* SHORT PROBLEM
Copy the material below word for word, line by line.
--- begin ---
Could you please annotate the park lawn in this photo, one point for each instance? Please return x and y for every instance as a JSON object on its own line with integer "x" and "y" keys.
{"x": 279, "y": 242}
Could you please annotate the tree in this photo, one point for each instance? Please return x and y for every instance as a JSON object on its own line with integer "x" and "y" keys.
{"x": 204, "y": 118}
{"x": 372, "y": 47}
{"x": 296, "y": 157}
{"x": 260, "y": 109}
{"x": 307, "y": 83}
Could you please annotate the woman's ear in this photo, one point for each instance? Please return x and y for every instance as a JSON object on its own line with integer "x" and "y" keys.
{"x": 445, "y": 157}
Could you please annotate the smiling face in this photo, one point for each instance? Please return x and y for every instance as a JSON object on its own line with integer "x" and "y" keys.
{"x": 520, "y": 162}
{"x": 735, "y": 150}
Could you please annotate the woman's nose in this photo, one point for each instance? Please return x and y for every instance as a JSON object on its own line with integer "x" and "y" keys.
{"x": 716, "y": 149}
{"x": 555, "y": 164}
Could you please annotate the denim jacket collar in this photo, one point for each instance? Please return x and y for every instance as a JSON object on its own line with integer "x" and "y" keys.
--- end ---
* OUTPUT
Could you please annotate the park lawn in this photo, one point for each instance? Please return x and y for every instance as a JSON object on its own line with integer "x" and "y" keys.
{"x": 279, "y": 242}
Could you please annotate the tree in this photo, one point for each instance? Please return x and y for every instance as a JSON object on its own line with integer "x" and "y" keys.
{"x": 204, "y": 118}
{"x": 372, "y": 47}
{"x": 296, "y": 157}
{"x": 260, "y": 109}
{"x": 307, "y": 83}
Could you please annotate the woman's ear in this photo, one point for each instance? Please return x and y for every instance as a JSON object on its own line with integer "x" and "y" keys.
{"x": 445, "y": 157}
Could you please annotate the smiling face in this photo, one point for each instance? Please return x and y for every instance as a JSON object on its own line with integer "x" and "y" keys.
{"x": 520, "y": 162}
{"x": 735, "y": 150}
Could you please annotate the woman's nose in this photo, one point for each instance? Please return x and y for every instance as a JSON object on its own line with integer "x" and "y" keys.
{"x": 716, "y": 149}
{"x": 555, "y": 164}
Could you please annotate the denim jacket collar in this photo, one point for each instance? Please return x and y for every instance as a JSON object on its own line with integer "x" and "y" keys.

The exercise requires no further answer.